### TAREFAS DO EXERCÍCIO
1: Copie o trecho sobre a proibição de representar Deus inteiro, sem alterar nenhuma palavra.
2: Repita todos os registros linha por linha, sem mudar nada, mas deixe as imagens de fora.

### TRECHO DO TEXTO

-*-*-

Conseqüentemente, podemos dizer que a interdição escriturária de representar Deus está ligada à destinação geral do povo de Israel. A razão de ser do povo eleito era servir o verdadeiro Deus. Este ministério consistia em seu messianismo, na preparação e na prefiguração do que deveria ser revelado no Novo Testamento; eis porque no Antigo Testamento só poderiam ter prefigurações simbólicas, revelações do porvir, posto “que a lei não era uma imagem, diz São João Damasceno, mas era como um muro que ocultava a imagem. Eis que o Apóstolo Paulo diz: “porque tendo a lei a sombra dos bens futuros, e não a imagem exata das coisas” (Hb. 10, 1) 13”. Dizendo de outra forma, precisamente o Novo Testamento é a própria imagem das realidades.

-*-*-

Marcação da posição de objetos:
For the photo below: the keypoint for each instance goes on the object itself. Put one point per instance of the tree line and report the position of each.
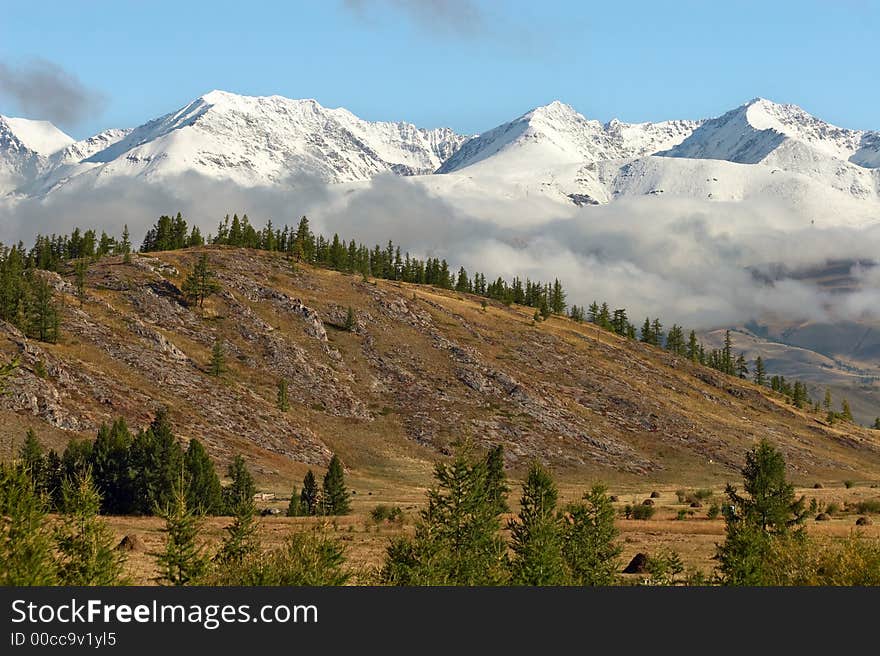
(136, 474)
(458, 538)
(26, 299)
(722, 359)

-*-*-

### RESPOSTAS DAS TAREFAS
1:
Conseqüentemente, podemos dizer que a interdição escriturária de representar Deus está ligada à destinação geral do povo de Israel. A razão de ser do povo eleito era servir o verdadeiro Deus. Este ministério consistia em seu messianismo, na preparação e na prefiguração do que deveria ser revelado no Novo Testamento; eis porque no Antigo Testamento só poderiam ter prefigurações simbólicas, revelações do porvir, posto “que a lei não era uma imagem, diz São João Damasceno, mas era como um muro que ocultava a imagem. Eis que o Apóstolo Paulo diz: “porque tendo a lei a sombra dos bens futuros, e não a imagem exata das coisas” (Hb. 10, 1) 13”. Dizendo de outra forma, precisamente o Novo Testamento é a própria imagem das realidades.

2:
For the photo below: the keypoint for each instance goes on the object itself. Put one point per instance of the tree line and report the position of each.
(136, 474)
(458, 538)
(26, 299)
(722, 359)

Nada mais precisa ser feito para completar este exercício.